Written request a → Arrange the rows as a numbered list, from the line with "Could you please point out the white wainscoting" up to and including the last line of the rows, leaving out blank lines.

Quoted text →
** Begin **

Well, it should – if armed conflict doesn’t make you question your existing policy of containment of one of the belligerents, then what the hell will? The situation has changed from a year ago when Miliband first decided that escalation of the UK’s ongoing post-Litvinenko spat with Russia was the way forward. Russia has moved its troops into a sovereign nation. The Kremlin has gone from vague threats and subversion (via cyber attacks and withholding energy) into physical attacks. This requires new thinking and new approaches – not least because it shows just how ineffective the existing British strategy towards Russia has been.*
Me? I’m just a blogger, not Foreign Secretary – and yet I’m trying to revise my preconceptions of Russia. I’m reading more widely, researching in more depth, trying to work out how this might play out, and what the best options are for both sides. I haven’t got there yet, but I plan to work at it constantly – because the joy of international relations is that they are constantly shifting, affected by myriad factors, many of which are both obscure and obscured. If a week is a long time in politics, a year is an age in international relations. So why is the British government still pursuing the same course with Russia when the rules of the game have shifted once again?
(* Of course, it could also be a sign that the current policy is working fine and that Moscow is beginning to get desperate… But although I’m increasingly firmly in the “Russia is weak and trying to hide it” camp (as is the decidedly more knowledgeable Registan, I was pleased to note), this strikes me as both worrying and wishful thinking.)

** End **

Extracted information →
** Begin **

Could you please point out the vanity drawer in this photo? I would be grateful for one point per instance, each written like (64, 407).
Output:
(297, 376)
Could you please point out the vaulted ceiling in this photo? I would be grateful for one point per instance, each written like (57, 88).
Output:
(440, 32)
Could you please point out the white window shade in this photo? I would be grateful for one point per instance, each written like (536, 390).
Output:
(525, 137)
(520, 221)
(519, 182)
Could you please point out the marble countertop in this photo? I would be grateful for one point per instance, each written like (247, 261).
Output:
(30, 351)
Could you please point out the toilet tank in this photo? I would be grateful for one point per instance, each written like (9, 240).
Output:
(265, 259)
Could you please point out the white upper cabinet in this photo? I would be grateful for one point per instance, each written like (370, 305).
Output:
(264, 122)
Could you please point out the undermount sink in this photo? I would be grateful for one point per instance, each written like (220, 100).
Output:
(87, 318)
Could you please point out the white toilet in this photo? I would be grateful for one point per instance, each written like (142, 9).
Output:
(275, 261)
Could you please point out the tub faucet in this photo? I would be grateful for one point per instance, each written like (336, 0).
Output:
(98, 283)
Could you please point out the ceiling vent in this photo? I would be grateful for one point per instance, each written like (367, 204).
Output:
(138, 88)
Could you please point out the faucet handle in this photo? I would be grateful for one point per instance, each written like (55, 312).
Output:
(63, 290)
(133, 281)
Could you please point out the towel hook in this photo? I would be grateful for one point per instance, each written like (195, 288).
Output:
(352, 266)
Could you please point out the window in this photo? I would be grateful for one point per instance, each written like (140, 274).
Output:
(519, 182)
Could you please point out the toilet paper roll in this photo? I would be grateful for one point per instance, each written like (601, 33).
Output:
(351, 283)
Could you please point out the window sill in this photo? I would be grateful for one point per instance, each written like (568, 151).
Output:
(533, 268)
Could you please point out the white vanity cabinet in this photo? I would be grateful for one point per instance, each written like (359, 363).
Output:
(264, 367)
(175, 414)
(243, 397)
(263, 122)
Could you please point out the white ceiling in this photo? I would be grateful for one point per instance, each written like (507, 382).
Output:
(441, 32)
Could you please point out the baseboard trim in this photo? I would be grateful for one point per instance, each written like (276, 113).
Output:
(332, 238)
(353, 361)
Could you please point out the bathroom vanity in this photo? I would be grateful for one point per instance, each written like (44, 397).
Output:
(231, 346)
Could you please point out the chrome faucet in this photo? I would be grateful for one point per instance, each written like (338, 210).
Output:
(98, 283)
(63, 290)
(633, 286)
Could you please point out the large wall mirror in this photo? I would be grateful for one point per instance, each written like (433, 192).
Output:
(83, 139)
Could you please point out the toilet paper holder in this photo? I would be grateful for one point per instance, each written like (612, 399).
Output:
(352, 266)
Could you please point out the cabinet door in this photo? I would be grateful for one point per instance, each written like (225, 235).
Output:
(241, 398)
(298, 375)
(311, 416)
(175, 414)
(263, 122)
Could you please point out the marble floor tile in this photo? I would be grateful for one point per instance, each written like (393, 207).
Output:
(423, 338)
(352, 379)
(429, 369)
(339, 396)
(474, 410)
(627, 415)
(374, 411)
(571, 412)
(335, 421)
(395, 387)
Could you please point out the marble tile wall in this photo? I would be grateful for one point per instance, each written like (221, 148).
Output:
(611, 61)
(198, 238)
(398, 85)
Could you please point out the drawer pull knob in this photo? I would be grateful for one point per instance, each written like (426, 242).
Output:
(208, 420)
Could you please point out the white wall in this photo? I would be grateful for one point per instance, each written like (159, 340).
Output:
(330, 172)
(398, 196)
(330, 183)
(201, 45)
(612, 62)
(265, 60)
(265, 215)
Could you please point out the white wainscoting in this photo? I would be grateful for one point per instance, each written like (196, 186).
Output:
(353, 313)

** End **

Written request b → Do these statements agree with the passage on British policy toward Russia? (i) Russia has moved its troops into a sovereign nation. (ii) The writer has finished revising their preconceptions of Russia. (iii) The writer is in the camp that sees Russia as weak and trying to hide it. Answer yes or no for each, quoting the deciding words.

Complete response a →
1. Could you please point out the white wainscoting in this photo? I would be grateful for one point per instance, each written like (196, 186).
2. Output:
3. (353, 313)

Complete response b →
(i) Yes: "Russia has moved its troops into a sovereign nation."
(ii) No: "I haven’t got there yet"
(iii) Yes: "I’m increasingly firmly in the “Russia is weak and trying to hide it” camp"